What the task asks.
Can you update the stretch from the line containing "Where can you see the blue" through the line containing "Target: blue sky" so that "blue sky" becomes "clear sky", keeping everything else the same and leaving the pictures out of your answer?

Coordinate annotation records
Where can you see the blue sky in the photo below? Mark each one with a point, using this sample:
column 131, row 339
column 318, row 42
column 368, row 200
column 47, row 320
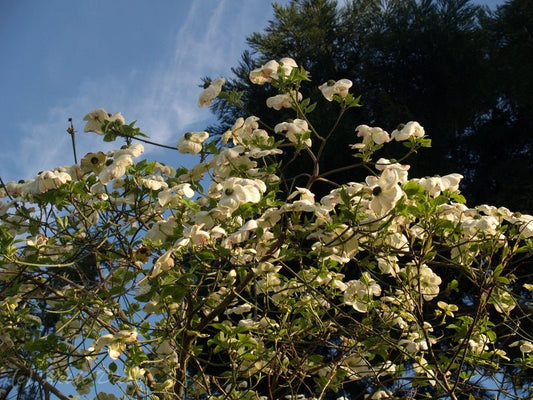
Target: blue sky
==
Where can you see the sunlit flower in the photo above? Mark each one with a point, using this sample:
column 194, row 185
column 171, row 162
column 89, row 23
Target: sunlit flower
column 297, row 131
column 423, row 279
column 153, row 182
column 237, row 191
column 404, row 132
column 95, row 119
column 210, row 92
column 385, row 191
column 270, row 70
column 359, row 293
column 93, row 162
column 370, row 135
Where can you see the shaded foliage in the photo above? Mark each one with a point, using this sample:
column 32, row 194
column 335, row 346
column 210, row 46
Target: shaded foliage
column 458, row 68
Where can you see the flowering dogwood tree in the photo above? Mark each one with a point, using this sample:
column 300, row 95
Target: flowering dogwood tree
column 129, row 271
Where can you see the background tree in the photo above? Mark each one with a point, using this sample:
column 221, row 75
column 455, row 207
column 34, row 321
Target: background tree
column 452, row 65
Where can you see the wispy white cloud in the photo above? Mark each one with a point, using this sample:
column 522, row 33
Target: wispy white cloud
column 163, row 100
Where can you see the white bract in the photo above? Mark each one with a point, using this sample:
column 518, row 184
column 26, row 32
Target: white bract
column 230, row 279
---
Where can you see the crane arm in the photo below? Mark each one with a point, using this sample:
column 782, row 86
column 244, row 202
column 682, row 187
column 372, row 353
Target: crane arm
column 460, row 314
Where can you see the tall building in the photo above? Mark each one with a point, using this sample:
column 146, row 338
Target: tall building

Result.
Where can you see the clear sky in the photo below? Mark each one with a point, using this sample:
column 131, row 339
column 318, row 42
column 368, row 200
column 47, row 320
Target: clear sky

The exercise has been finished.